## YOUR TASK
Could you rewrite the records from their start through the line containing "55 79 L 54 80", with "instance" replaced by "item" and everything else left unchanged?

━━━━━━━━━━

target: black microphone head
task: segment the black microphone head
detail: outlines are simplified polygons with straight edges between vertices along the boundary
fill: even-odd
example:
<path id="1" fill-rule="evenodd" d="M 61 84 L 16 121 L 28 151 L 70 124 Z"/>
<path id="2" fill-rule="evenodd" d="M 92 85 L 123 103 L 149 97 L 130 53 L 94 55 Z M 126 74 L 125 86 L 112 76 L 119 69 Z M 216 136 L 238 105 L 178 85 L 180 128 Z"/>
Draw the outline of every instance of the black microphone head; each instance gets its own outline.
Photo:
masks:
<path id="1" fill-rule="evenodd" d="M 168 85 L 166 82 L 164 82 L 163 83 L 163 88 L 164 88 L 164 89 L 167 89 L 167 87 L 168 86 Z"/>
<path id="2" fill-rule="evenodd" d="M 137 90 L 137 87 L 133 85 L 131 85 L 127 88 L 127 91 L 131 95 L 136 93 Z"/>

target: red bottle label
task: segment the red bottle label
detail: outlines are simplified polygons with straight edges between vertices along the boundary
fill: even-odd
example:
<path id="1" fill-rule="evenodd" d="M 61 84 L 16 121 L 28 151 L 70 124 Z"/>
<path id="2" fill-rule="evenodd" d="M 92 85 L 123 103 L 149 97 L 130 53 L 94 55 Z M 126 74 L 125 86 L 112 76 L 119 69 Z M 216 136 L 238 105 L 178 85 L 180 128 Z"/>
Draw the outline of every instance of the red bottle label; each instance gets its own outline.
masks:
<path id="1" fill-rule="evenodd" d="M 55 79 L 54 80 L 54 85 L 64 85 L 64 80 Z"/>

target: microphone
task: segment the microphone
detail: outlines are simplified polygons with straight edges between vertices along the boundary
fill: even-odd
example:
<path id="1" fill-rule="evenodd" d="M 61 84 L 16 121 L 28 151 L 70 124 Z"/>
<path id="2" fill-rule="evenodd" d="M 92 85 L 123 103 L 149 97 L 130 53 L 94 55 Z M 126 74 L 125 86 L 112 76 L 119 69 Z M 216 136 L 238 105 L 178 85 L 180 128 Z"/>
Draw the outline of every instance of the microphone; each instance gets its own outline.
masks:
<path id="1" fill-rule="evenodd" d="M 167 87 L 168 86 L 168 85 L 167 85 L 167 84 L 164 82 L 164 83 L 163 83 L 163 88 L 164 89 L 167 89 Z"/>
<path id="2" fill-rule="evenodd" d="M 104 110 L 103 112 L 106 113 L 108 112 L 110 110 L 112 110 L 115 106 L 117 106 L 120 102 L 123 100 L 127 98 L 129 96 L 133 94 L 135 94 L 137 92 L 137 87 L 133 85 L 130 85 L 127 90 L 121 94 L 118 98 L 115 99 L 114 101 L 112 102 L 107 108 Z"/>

━━━━━━━━━━

## EXERCISE SOLUTION
target: black microphone head
task: segment the black microphone head
detail: outlines are simplified polygons with straight edges between vertices along the boundary
fill: even-odd
example:
<path id="1" fill-rule="evenodd" d="M 61 84 L 16 121 L 28 151 L 70 124 Z"/>
<path id="2" fill-rule="evenodd" d="M 92 85 L 123 103 L 149 97 L 130 53 L 94 55 Z M 126 74 L 125 86 L 112 76 L 119 69 Z M 216 136 L 238 105 L 178 85 L 180 128 Z"/>
Draw the outline of every item of the black microphone head; each item gets its own outline.
Photo:
masks:
<path id="1" fill-rule="evenodd" d="M 168 85 L 166 82 L 164 82 L 163 83 L 163 88 L 164 88 L 164 89 L 167 89 L 167 87 L 168 86 Z"/>
<path id="2" fill-rule="evenodd" d="M 137 90 L 137 87 L 133 85 L 131 85 L 127 88 L 127 91 L 131 95 L 136 93 Z"/>

target: red bottle label
task: segment the red bottle label
detail: outlines are simplified polygons with straight edges between vertices along the boundary
fill: even-odd
example:
<path id="1" fill-rule="evenodd" d="M 61 84 L 16 121 L 28 151 L 70 124 Z"/>
<path id="2" fill-rule="evenodd" d="M 92 85 L 123 103 L 149 97 L 130 53 L 94 55 Z M 126 74 L 125 86 L 112 76 L 119 69 Z M 216 136 L 238 105 L 178 85 L 180 128 Z"/>
Draw the outline of every item of the red bottle label; each item gets its own outline.
masks:
<path id="1" fill-rule="evenodd" d="M 55 79 L 54 80 L 54 85 L 64 85 L 64 80 Z"/>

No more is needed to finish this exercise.